J'ai déjà dans mes précédents tribunes expliqué à quel point
l’hiver pèse sur les moscovites. Dès les premiers rayons de
soleil les habitants passent le maximum de temps à l’extérieur,
les places se remplissent, les terrasses aussi, et les parcs
sont bondés de jeunes et de moins jeunes qui tentent de profiter
des rayons du soleil, de la chaleur et de la lumière. L’été à
Moscou est un plaisir pour les yeux tant la beauté russe et
slave apparait au regard, surtout via les jeunes filles qui
embellissent quasiment chaque rue de la capitale. L’été est
aussi la saison des chachliks, c'est-à-dire des brochettes. Le
manque de temps passé à l’extérieur durant le long hiver fait
que les russes apprécient de pouvoir cuisiner dehors, et de
s’asseoir en famille ou avec des amis pour savourer ces piques
niques dans la nature.

# SÉRIE D'EXERCICES
A - D'après le texte sur l'été à Moscou, quel nom donne-t-on aux brochettes ?
B - Poursuivez le texte sur l'été à Moscou à la suite de sa dernière phrase.

Données d'annotation de localisation d'objets:
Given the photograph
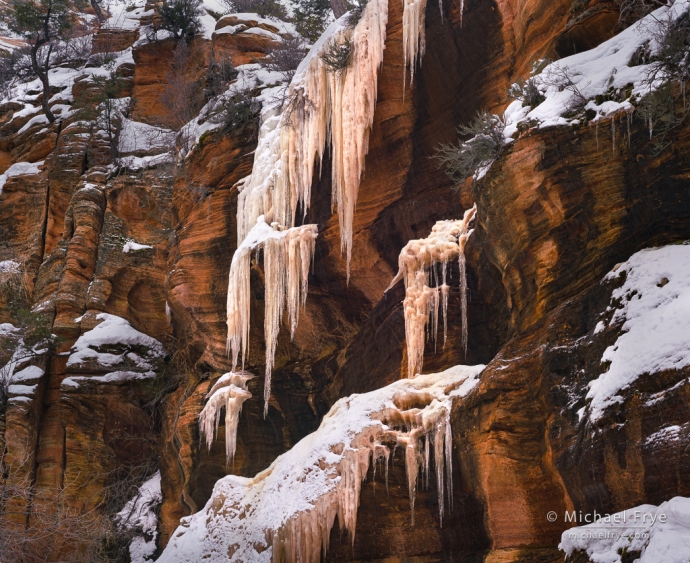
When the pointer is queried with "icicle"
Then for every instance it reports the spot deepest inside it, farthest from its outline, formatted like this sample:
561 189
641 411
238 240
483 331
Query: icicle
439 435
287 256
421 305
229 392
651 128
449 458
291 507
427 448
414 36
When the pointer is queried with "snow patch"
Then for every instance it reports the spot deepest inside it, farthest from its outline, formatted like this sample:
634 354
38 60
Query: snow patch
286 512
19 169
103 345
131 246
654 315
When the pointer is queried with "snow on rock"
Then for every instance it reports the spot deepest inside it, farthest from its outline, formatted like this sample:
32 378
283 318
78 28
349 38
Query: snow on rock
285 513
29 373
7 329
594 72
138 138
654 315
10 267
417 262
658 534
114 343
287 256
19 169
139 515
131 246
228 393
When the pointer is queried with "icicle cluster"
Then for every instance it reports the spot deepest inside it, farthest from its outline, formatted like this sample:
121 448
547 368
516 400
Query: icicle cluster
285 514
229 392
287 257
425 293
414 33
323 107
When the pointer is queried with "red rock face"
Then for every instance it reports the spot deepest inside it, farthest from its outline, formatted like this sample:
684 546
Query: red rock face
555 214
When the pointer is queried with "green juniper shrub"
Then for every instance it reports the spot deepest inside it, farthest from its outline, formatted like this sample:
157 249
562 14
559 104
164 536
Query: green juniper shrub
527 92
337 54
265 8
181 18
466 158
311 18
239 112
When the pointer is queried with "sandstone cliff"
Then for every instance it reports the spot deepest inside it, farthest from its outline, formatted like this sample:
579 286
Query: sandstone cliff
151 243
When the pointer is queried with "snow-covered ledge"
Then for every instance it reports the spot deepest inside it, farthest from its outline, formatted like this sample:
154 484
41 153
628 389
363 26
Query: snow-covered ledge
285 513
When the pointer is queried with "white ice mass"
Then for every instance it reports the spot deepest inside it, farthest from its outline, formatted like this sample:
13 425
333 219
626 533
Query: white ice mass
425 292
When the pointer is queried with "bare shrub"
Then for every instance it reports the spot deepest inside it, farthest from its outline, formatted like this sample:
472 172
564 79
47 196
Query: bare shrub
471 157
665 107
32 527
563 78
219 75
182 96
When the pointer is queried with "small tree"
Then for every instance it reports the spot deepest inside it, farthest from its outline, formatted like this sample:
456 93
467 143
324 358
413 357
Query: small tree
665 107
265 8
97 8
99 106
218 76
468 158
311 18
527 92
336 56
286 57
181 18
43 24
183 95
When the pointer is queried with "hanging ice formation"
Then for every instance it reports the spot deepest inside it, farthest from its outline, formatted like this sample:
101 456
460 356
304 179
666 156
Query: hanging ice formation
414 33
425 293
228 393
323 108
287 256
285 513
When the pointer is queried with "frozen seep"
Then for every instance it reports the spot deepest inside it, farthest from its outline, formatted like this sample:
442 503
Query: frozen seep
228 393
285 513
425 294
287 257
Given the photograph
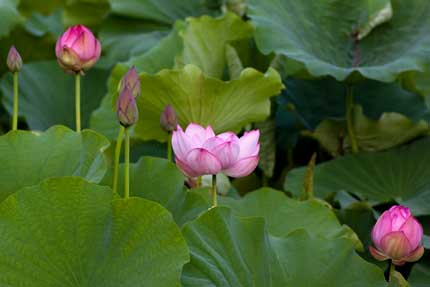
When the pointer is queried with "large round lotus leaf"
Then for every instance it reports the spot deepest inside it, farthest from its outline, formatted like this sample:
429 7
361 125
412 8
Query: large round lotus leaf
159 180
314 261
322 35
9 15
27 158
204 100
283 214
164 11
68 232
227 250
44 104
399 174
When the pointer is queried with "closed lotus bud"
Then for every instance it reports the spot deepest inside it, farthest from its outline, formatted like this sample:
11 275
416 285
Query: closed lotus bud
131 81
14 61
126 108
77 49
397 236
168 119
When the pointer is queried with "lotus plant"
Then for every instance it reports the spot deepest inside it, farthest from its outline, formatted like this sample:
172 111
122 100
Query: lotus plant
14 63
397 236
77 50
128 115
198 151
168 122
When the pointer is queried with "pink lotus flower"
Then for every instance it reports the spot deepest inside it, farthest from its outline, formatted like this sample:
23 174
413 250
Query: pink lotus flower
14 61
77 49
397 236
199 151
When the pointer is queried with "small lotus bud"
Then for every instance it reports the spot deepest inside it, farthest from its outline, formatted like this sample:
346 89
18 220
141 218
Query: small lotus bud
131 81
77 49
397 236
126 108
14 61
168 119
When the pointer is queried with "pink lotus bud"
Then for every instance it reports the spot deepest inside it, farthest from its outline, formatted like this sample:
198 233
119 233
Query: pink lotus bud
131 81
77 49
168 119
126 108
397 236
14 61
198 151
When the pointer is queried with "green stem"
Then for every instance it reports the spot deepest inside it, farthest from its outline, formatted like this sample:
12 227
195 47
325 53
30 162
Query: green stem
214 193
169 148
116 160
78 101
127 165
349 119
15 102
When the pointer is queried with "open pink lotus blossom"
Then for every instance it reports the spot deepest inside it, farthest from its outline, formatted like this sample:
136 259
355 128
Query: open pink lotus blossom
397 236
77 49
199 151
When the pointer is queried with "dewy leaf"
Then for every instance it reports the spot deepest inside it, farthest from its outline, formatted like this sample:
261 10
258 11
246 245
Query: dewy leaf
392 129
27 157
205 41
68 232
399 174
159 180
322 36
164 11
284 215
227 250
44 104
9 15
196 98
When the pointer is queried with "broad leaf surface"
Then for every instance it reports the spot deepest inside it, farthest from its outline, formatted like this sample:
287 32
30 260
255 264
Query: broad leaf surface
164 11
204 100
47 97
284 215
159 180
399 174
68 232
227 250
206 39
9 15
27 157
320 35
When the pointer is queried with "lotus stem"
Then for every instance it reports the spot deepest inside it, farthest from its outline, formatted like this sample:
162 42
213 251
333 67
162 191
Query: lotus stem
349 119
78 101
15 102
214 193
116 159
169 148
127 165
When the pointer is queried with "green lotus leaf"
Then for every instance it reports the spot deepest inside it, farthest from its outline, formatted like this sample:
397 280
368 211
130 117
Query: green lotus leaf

# RÉPONSES RÉDIGÉES
A - On les appelle des chachliks.

B -
Les Russes qui ont des datchas, ces petites maisons de
campagne, s’y ruent dès les premières chaleurs. Pour les autres,
en pleine ville, le premier parc venu permet en général de
trouver une clairière dégagée pour pouvoir y poser le fameux
мангал ou barbecue, outil indispensable pour faire cuire les
brochettes tant désirées. La législation russe est relativement
flexible sur le sujet, et le droit de faire cuire ses brochettes
dans le parc voisin ou en bas de son immeuble est considéré par
les russes comme un droit quasi inaliénable. Bien sur, cette
saison culinaire n’est pas sans risques, chaque année, des
incidents surviennent, provoqués par l’excès d’alcool sous le
soleil.
L’an dernier, ces réjouissances traditionnelles n’ont pas eu
lieu comme il se doit à Moscou. La Russie a été frappée par une
canicule similaire à la canicule française de 2003. Dès le moins
de juin, il y a eu des températures proches de 40° dans une
bonne partie du pays et les incendies de forêt ont démarré
partout en même temps, y compris autour de Moscou.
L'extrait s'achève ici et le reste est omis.